Moving to Montreal with a skilled-worker visa?
October 31, 2006 12:04 PM   Subscribe

I'm trying to apply for a Canadian skilled-worker visa, with the ultimate intention of moving to Montreal to live. Can I apply for my Quebec Selection Certificate at the same time as I apply for the federal Canadian Permanent Resident skilled-worker visa?

Quebec requires that you obtain this certificate, the Certificat de sélection du Québec, before you apply for the national residence. However, it will take at least 8+ months to get the Quebec certificate, and then an additional 9+ months (if I'm lucky) to get the skilled-worker permit. It seems like it would be beneficial to put both processes in motion at the same time....

If I were simply applying to live in Toronto, for instance, I'd just have to apply for the federal visa, and only have to wait 9 months. If I say I'm applying to live in Quebec, it will take double the time.

I'm also considering applying to McGill and/or Concordia for a graduate program and could legally live in Montreal that way as well. Would that be a quicker route to being able to legally move there?
posted by autonia to Work & Money (7 answers total) 4 users marked this as a favorite
I think you'll probably want to get professional help for most of these questions, or at least get CBSA to answer them officially for you. What happen(s|ed) for other people may not mean the same thing will happen for you.

With the exception of your last question..

I'm also considering applying to McGill and/or Concordia for a graduate program and could legally live in Montreal that way as well. Would that be a quicker route to being able to legally move there?

For which the answer is almost certainly 'Yes'.
posted by tiamat at 3:13 PM on October 31, 2006

Moving there as a student is definitely a better way to get into the country. Hands down, a million times easier. And yes, Quebec makes it a huge pain in the ass to get into the country. Do you have a job offer already? What country are you coming to Canada from? I didn't think that *any* country had a processing time that was as short as 9 months at the moment. Oh, looking at the processing times for Quebec, it looks like Buffalo is getting 30% of its cases done in 9 months.

Oh, and I just looked at the application guide (found on this page and from the first step of the "How to Apply to Immigrate to Canada" section, we have the following:
Before you can apply to immigrate to Canada as a as a Quebec-selected immigrant, you must
first be selected by the province of Quebec. Each province or territory has its own nomination
My question is this: why Quebec? Why Montreal? Quebec makes it particularly hard to get into Canada... it would seem to me that it'd be much easier to just apply as a Federal skilled worker, settle in Toronto (or Ottawa, if you want to be closer to Montreal) for 2 months, then move to Montreal. Once you've got your permanent residence card, you can live and work anywhere in Canada, can you not?

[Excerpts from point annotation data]
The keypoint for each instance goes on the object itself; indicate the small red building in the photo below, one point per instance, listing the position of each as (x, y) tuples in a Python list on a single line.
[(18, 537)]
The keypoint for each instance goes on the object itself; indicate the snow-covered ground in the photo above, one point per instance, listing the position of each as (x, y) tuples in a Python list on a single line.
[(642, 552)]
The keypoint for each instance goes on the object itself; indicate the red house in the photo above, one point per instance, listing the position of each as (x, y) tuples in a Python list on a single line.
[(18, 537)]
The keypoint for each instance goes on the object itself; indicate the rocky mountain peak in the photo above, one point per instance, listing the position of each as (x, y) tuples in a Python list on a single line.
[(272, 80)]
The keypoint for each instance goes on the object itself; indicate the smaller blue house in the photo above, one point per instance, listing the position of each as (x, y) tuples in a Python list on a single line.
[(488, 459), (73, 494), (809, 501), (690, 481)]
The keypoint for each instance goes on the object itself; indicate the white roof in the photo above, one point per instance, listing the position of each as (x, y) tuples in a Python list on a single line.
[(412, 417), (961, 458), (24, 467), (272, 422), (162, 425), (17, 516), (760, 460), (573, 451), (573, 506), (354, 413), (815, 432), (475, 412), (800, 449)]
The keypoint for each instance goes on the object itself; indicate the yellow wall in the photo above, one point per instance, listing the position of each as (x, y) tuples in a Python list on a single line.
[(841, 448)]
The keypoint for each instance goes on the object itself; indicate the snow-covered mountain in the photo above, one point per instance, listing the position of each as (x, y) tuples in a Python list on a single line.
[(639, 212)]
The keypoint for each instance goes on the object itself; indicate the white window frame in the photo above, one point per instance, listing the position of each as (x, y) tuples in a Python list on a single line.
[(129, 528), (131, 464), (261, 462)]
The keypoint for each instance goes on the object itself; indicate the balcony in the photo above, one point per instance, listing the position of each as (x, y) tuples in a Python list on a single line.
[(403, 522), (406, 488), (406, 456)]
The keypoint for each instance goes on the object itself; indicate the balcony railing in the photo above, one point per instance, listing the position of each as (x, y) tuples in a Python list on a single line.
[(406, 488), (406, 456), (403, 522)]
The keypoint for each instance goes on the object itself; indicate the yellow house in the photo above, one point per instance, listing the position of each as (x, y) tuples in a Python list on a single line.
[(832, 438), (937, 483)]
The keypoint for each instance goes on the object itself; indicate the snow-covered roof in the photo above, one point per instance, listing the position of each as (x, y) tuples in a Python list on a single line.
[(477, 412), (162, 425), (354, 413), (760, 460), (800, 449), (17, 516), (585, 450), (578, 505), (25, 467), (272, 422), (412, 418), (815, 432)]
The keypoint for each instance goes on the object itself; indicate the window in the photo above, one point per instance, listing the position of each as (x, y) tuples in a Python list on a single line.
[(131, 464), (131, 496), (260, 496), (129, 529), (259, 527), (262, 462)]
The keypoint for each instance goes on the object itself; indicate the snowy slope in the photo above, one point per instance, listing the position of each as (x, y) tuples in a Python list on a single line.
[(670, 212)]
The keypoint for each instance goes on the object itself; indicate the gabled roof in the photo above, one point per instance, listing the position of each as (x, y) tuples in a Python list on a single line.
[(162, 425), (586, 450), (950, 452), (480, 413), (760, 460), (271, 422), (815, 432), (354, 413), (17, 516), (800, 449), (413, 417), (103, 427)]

• [DIRECTIVES]
1. Copy the Montreal thread word for word, everything from "If I were simply" down to "happen for you.".
2. In the Montreal thread, which two universities does the person asking consider applying to for a graduate program?
The data stands apart from the Montreal thread and is separate material.

• [SOLUTION LIST]
1.
If I were simply applying to live in Toronto, for instance, I'd just have to apply for the federal visa, and only have to wait 9 months. If I say I'm applying to live in Quebec, it will take double the time.

I'm also considering applying to McGill and/or Concordia for a graduate program and could legally live in Montreal that way as well. Would that be a quicker route to being able to legally move there?
posted by autonia to Work & Money (7 answers total) 4 users marked this as a favorite
I think you'll probably want to get professional help for most of these questions, or at least get CBSA to answer them officially for you. What happen(s|ed) for other people may not mean the same thing will happen for you.

2. McGill and Concordia.